## Start Material to process

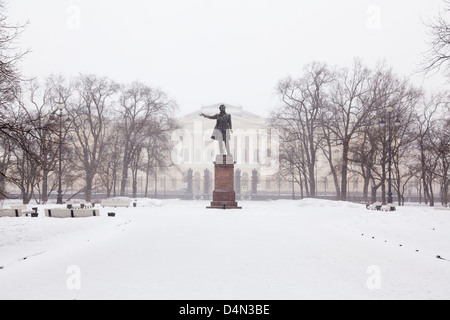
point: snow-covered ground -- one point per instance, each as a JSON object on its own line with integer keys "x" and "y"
{"x": 172, "y": 249}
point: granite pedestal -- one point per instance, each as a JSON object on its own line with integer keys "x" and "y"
{"x": 224, "y": 196}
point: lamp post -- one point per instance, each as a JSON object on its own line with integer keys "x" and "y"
{"x": 59, "y": 199}
{"x": 389, "y": 111}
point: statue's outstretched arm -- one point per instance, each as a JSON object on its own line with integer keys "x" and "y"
{"x": 208, "y": 117}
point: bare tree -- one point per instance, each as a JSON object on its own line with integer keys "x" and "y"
{"x": 89, "y": 116}
{"x": 438, "y": 56}
{"x": 140, "y": 108}
{"x": 351, "y": 108}
{"x": 300, "y": 118}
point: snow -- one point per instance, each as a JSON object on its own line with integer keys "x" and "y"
{"x": 173, "y": 249}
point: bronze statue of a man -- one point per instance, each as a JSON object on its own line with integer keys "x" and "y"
{"x": 222, "y": 129}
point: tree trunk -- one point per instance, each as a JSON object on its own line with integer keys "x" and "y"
{"x": 344, "y": 187}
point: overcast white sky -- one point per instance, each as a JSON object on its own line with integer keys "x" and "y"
{"x": 206, "y": 51}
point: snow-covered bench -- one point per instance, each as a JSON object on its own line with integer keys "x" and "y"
{"x": 389, "y": 207}
{"x": 9, "y": 213}
{"x": 23, "y": 209}
{"x": 81, "y": 204}
{"x": 116, "y": 203}
{"x": 375, "y": 206}
{"x": 72, "y": 213}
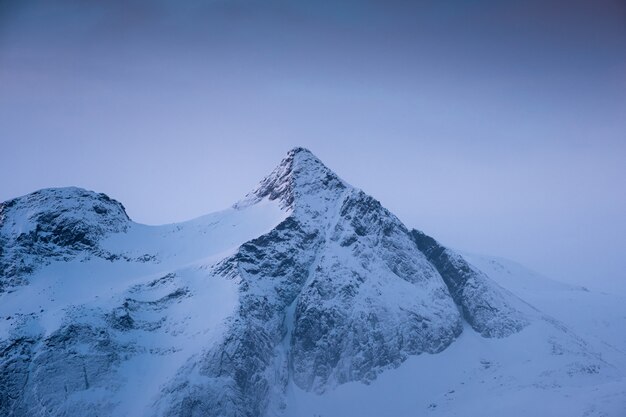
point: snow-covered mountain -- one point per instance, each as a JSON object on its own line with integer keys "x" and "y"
{"x": 306, "y": 298}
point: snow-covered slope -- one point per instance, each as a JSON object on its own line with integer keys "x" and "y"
{"x": 307, "y": 297}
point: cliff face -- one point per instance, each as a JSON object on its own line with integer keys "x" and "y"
{"x": 306, "y": 281}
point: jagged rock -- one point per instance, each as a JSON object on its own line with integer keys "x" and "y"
{"x": 322, "y": 287}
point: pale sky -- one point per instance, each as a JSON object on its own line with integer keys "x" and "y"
{"x": 497, "y": 127}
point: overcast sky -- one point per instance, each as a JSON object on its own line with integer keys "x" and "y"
{"x": 498, "y": 127}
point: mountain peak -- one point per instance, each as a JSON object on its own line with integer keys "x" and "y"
{"x": 299, "y": 176}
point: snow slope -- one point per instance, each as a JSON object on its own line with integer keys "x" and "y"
{"x": 306, "y": 298}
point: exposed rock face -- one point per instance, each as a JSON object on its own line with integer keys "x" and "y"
{"x": 53, "y": 224}
{"x": 339, "y": 290}
{"x": 483, "y": 303}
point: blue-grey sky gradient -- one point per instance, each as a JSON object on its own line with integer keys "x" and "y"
{"x": 498, "y": 127}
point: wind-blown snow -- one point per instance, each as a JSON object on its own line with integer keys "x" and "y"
{"x": 306, "y": 298}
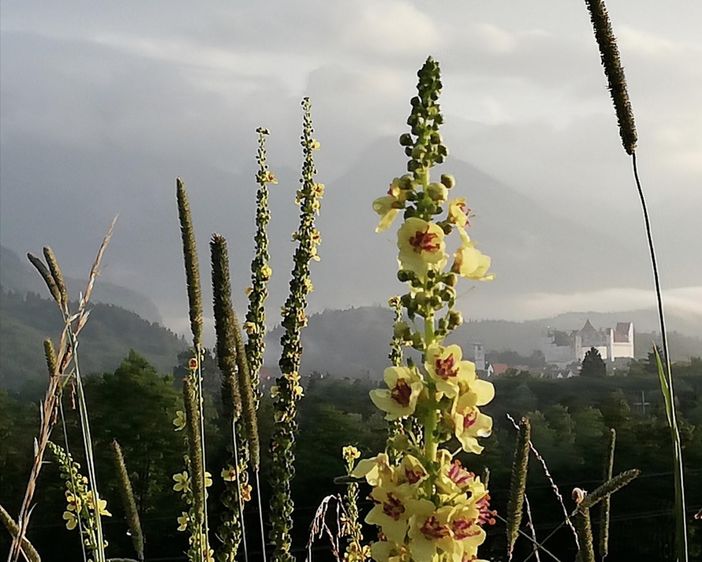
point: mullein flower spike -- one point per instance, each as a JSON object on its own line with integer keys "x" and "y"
{"x": 517, "y": 489}
{"x": 82, "y": 509}
{"x": 288, "y": 389}
{"x": 192, "y": 268}
{"x": 261, "y": 272}
{"x": 427, "y": 505}
{"x": 605, "y": 507}
{"x": 128, "y": 501}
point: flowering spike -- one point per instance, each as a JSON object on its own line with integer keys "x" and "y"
{"x": 608, "y": 488}
{"x": 192, "y": 416}
{"x": 605, "y": 507}
{"x": 224, "y": 326}
{"x": 130, "y": 508}
{"x": 583, "y": 525}
{"x": 517, "y": 487}
{"x": 50, "y": 355}
{"x": 288, "y": 389}
{"x": 192, "y": 268}
{"x": 260, "y": 270}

## End Material to process

Output only the lines from the line that contains "point: pale sky" through the end of the material, both ends included, and skip every picture.

point: pale sky -- one point per instance, each as a JSON object on its own line with integer keys "x" and "y"
{"x": 497, "y": 127}
point: overcast sky -- one point per instance, each as a JSON object on its own line with integer keys "x" and "y"
{"x": 498, "y": 127}
point: mountain peak -- one point per instance, each as a JSON object on its own line with integer keys "x" and "y"
{"x": 299, "y": 176}
point: snow slope -- one point per instance, each as a JSON object on its own line with integer keys "x" and "y"
{"x": 306, "y": 298}
point: exposed rock face -- one point per instance, each as a JSON object on its own line with integer keys "x" and "y"
{"x": 53, "y": 224}
{"x": 339, "y": 290}
{"x": 483, "y": 303}
point: blue-grey sky gradient -- one point per instance, each as a JSON object on its own line with integer keys "x" and "y"
{"x": 498, "y": 127}
point: wind-blown snow -- one point per instance, each as a JSON object on its own line with integer keys "x" and "y"
{"x": 306, "y": 298}
point: mullein flower spike -- one point per instance, each as a JSON object on its own line with integer keys "x" and "y"
{"x": 517, "y": 489}
{"x": 82, "y": 509}
{"x": 288, "y": 389}
{"x": 192, "y": 268}
{"x": 261, "y": 272}
{"x": 427, "y": 505}
{"x": 605, "y": 507}
{"x": 128, "y": 501}
point: flowering spike -- one point per instance, each as a JSON object on its own line with integer keys "x" and "y"
{"x": 608, "y": 488}
{"x": 192, "y": 416}
{"x": 605, "y": 507}
{"x": 224, "y": 326}
{"x": 130, "y": 508}
{"x": 583, "y": 525}
{"x": 517, "y": 487}
{"x": 50, "y": 355}
{"x": 288, "y": 389}
{"x": 192, "y": 268}
{"x": 260, "y": 270}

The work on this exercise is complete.